→ SHORT TASK 1
Using the article on the Palestinian Authority, answer these questions:
(a) How old was Nizar Banat when he died in the custody of Palestinian security forces?
(b) On what date did the general strike take place?
(c) In which neighborhood of east Jerusalem did threatened evictions prompt demonstrations?
→ SHORT TASK 2
Pick up the article on the Palestinian Authority after its last sentence and continue writing it.

→ EXTRACT TO READ

The Palestinian Authority is more and more revealing its own complicity in Israeli occupation, argues Alex Snowdon
Palestinian resistance erupted in May, initially in east Jerusalem and rapidly spreading across the whole of historic Palestine. The 11-day Israeli assault on Gaza prompted an escalation of protests, peaking with the general strike on Tuesday 18 May, and to some extent protests have continued since the Gaza ceasefire.
However, a striking element in the recent upsurge is the role of the Palestinian Authority. It has not merely been weak and ineffectual but has actively repressed some Palestinian demonstrations in the occupied West Bank.
Perhaps the worst moment came with the arrest and death of Nizar Banat, a Palestinian activist, on 24 June. The 44-year-old died in custody of Palestinian security forces. Subsequent demonstrations over his death were violently attacked by security forces. No wonder an Electronic Intifada article in late June was headlined ‘Palestinian Authority forces are Israel’s foot soldiers’.
This was no aberration. It was in keeping with the PA’s role in response to the uprising in May. A brief re-cap of what happened is useful here.
Resistance and repression
Threatened evictions of families in the Sheikh Jarrah neighbourhood of east Jerusalem – to make way for Jewish Israeli settlers – prompted demonstrations. The evictions were significant as part of the process of removing Palestinians from Jerusalem, but also symbolised the whole dynamic of dispossession that has characterised the Palestinian experience since at least 1948.
Israeli crackdowns on the protests prompted further street mobilisation in east Jerusalem. The storming of Al Aqsa (the third holiest site in Islam), with Israeli forces using tear gas and rubber bullets, was especially provocative and caused outrage. This generated widespread solidarity protests among Palestinian citizens of Israel and in the West Bank, where the Palestinian Authority has a degree of authority (but in the context of Israel’s military occupation).
The Israeli assault on Gaza, which killed over 200 people in just 11 days, fuelled a higher level of protest. Palestinians in Israel demonstrated on a scale rarely seen before – and were the driving force behind 18 May becoming a general strike day. Protests took place in many cities and towns in the West Bank, partly in solidarity with Sheikh Jarrah and the Palestinians under attack in Gaza but also fuelled by West Bank Palestinians’ own deep-seated grievances.
After the ceasefire was agreed, Israeli forces went on the offensive with a wave of repression against Palestinians, especially young protesters, in Israel. This was an attempt to punish Palestinian citizens of Israel for their unusual levels of militancy and to deter further action. In the West Bank, however, Israel has relied more on the role of Palestinian Authority forces to enforce its will.

→ SUPPLIED ENTRIES
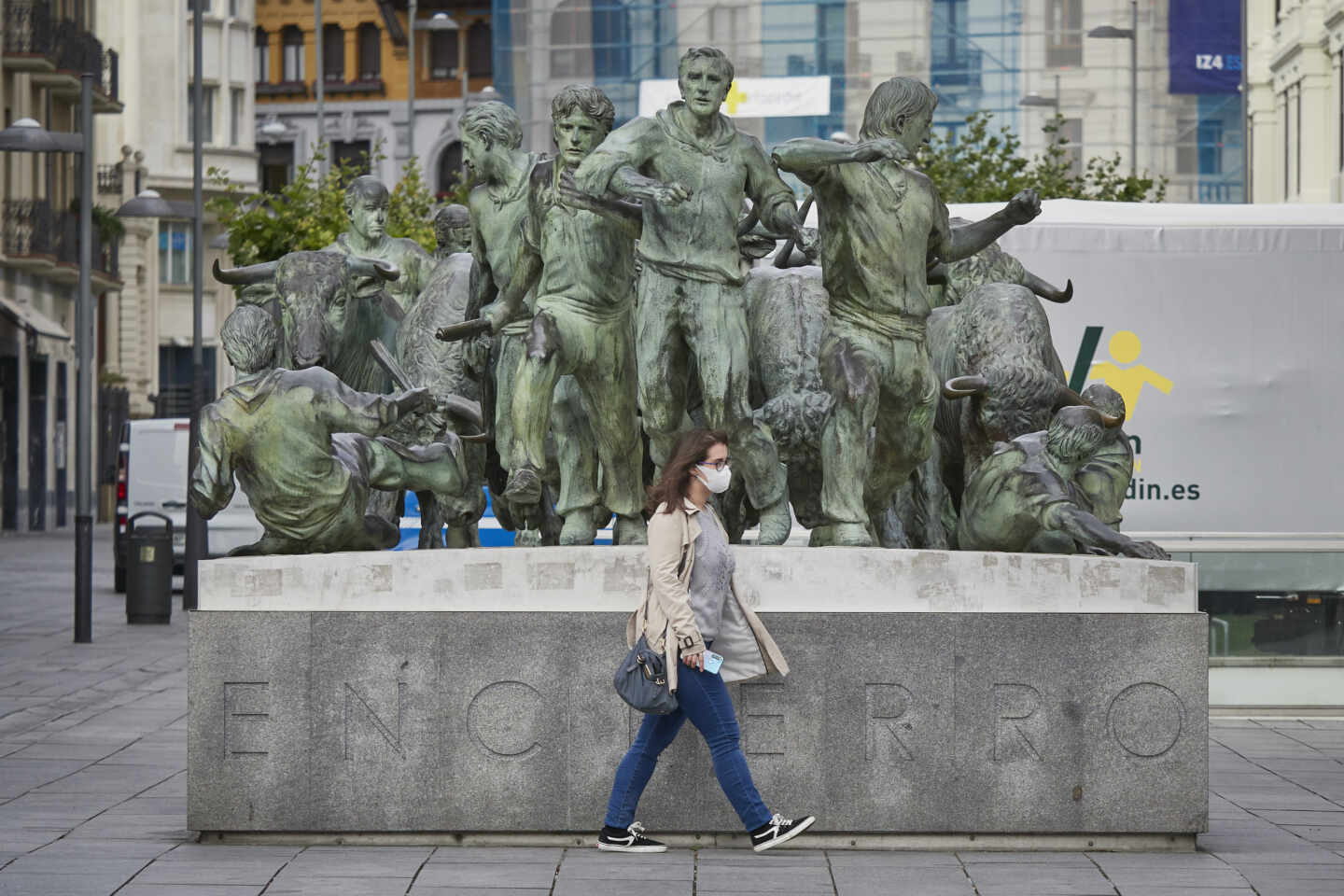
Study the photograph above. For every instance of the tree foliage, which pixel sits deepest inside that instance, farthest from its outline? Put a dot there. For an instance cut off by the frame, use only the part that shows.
(984, 165)
(309, 213)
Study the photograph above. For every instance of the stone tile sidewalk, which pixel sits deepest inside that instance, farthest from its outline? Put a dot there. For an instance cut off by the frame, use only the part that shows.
(93, 757)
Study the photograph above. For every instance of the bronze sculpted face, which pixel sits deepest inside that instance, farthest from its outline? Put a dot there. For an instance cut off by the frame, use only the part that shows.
(576, 136)
(367, 217)
(705, 86)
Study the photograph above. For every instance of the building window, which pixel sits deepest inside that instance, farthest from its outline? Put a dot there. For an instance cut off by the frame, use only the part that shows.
(237, 97)
(333, 54)
(1065, 33)
(292, 48)
(571, 40)
(277, 165)
(370, 52)
(261, 57)
(207, 125)
(449, 168)
(480, 60)
(354, 153)
(442, 55)
(174, 251)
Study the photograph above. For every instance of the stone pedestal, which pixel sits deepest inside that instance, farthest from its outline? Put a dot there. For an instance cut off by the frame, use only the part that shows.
(470, 692)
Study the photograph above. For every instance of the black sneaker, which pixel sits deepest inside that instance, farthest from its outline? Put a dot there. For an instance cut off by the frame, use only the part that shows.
(614, 840)
(778, 831)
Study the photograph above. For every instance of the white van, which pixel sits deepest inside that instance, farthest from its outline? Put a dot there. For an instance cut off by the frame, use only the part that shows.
(152, 476)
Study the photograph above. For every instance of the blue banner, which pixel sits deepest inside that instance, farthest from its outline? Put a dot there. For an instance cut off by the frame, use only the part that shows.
(1204, 46)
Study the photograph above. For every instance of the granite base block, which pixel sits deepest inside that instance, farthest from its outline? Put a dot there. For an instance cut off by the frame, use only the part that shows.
(998, 723)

→ WRITTEN ANSWER 1
(a) He was 44.
(b) It took place on Tuesday 18 May.
(c) The evictions were threatened in the Sheikh Jarrah neighborhood.

→ WRITTEN ANSWER 2
Many Palestinians celebrated the setback for Israel in Gaza – where its military offensive was widely regarded as a strategic failure – and also celebrated a number of partial climbdowns forced upon Israel, such as a delay to the Sheikh Jarrah evictions. It was at one such public celebration in Ramallah, the seat of the Palestinian Authority in the West Bank, on 21 May that Palestinian student Tariq al-Khudairi was arrested by PA security forces.
The West Bank is divided into different areas – known as Area A, B and C – correlating to how much authority and control is delegated by the occupying power to the Palestinian Authority has. Ramallah is in Area A (the highest level of relative autonomy for the PA). This means that Israeli forces intervene directly less than in many other areas of the West Bank, largely leaving it to Palestinian security forces to deal with protests.
The PA’s story about al-Khudairi was that he insulted the late Yasser Arafat, former leader of the Palestine Liberation Organisation, through his chanting. This should not lead to arrest, but was in any case disputed by many eyewitnesses. There was widespread speculation that the arrest, and a number of other similar arrests, was on extremely tenuous grounds and was in fact politically motivated.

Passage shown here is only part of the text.